PAGE TEXT:
Why the Fukk Do You Care?

LITERALLY!

One of the things that I have never seemed to fully come to terms with over the past..
Lets just say many years… 🙂
… caring.. overthinking.. (perfect recipe for disaster right?) ha

See here is the thing;
We all think that we are so much different from everyone else,
&& that no one understands our struggles.. “struggles”

Like dude… I get it.. Life sucks sometimes, but what’s the point of taking all your energy && putting it towards something that doesn’t matter.

Something that will not get you ANY WHERE! Absolutely nowhere in this goddamn world! 🙂
I struggle with that sometimes. So I can speak in it…
But not that often,
It seems to come out of no where && just fukk my whole life up.
Then I get stuck && start to think about life as a whole..
&& try to figure out if I even belong..

I know..
We all know..
Shit sucks
&& it is uber annoying…
But it is okay..
I promise.

I know that every time you are looking to reach out,
you can feel like there is no one there to hear you,
or want to hear you..
But here is the thing..
You have to do that yourself.

You have to be the one that has that kind of control over your life.
Ha like me so..
Literally not even an hour ago.
Driving.
Just thinking.
Music.
More thinking.
More driving

Random ass Sadness.

Then I just kind of started saying things out loud that I didn’t really think anyone would want to hear or understand.

But it fucking helped.

It made me realize somethings.. some more things to add on the list about myself.
It made me see that there are literally a trillion things wrong in this world && I am not one of those mothafuckersssss
It made me smile through my bullshit ass tears, (still don’t really know what made me so upset.)
It made me laugh.
&& it made me feel like I belonged to myself.
But…
One thing that we fail to realize is that,
PEOPLE
ARE
NOT
CREATED
TO
FILL
YOUR
HAPPINESS

Seriously,
Like sometimes you just got to take a bullet.
Look like a stupid fucker.
Get over it.
&& be your biggest supporter!

Another thing we fail to realize is that, you
YES.. you my friend… need to be your own cheerleader.
You have to be the one to make yourself happy.

Because..
Shit.. we are all out here taking all this time to create sadness or even pity for ourselves && focusing on literally something that doesn’t matter.. that never mattered.
Why the fuck do we care though?

Insecure?
Maybe for some?

Everyone has their own reasons,
but I feel like they are all very similar && definitely connect.

That is why I write…

There are times when I just sit && there is nothing but sadness filled in these words,
but for me..
I rather get them out in the open && out of my head.

[Stored data entries]

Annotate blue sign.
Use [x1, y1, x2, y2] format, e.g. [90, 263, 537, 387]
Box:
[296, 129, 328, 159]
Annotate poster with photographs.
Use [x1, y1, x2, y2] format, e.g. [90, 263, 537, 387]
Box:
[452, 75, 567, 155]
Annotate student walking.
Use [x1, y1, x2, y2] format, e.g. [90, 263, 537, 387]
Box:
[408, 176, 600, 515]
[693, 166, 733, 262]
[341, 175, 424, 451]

--

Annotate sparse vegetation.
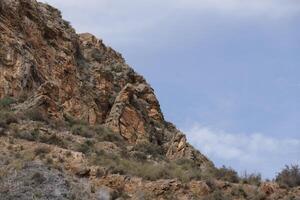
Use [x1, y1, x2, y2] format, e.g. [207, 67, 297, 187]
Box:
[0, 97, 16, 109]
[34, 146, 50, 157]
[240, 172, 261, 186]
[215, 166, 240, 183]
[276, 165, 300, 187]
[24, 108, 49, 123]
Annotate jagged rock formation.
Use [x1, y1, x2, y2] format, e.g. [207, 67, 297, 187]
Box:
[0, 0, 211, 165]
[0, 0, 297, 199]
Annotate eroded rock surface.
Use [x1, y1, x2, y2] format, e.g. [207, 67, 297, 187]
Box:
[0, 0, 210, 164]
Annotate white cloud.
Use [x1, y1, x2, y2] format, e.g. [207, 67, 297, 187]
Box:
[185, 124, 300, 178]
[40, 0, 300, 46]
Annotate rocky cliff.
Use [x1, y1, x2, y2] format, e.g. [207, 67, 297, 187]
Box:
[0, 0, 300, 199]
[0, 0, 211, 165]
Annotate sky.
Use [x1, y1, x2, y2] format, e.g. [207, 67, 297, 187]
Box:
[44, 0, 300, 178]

EXERCISE DIRECTIONS:
Reproduce everything from "More thinking." down to "it fucking helped." in the text about caring, renaming "helped" to "worked". The data were drawn from an unrelated source.

ANSWER TO THE TASK:
More thinking.
More driving

Random ass Sadness.

Then I just kind of started saying things out loud that I didn’t really think anyone would want to hear or understand.

But it fucking worked.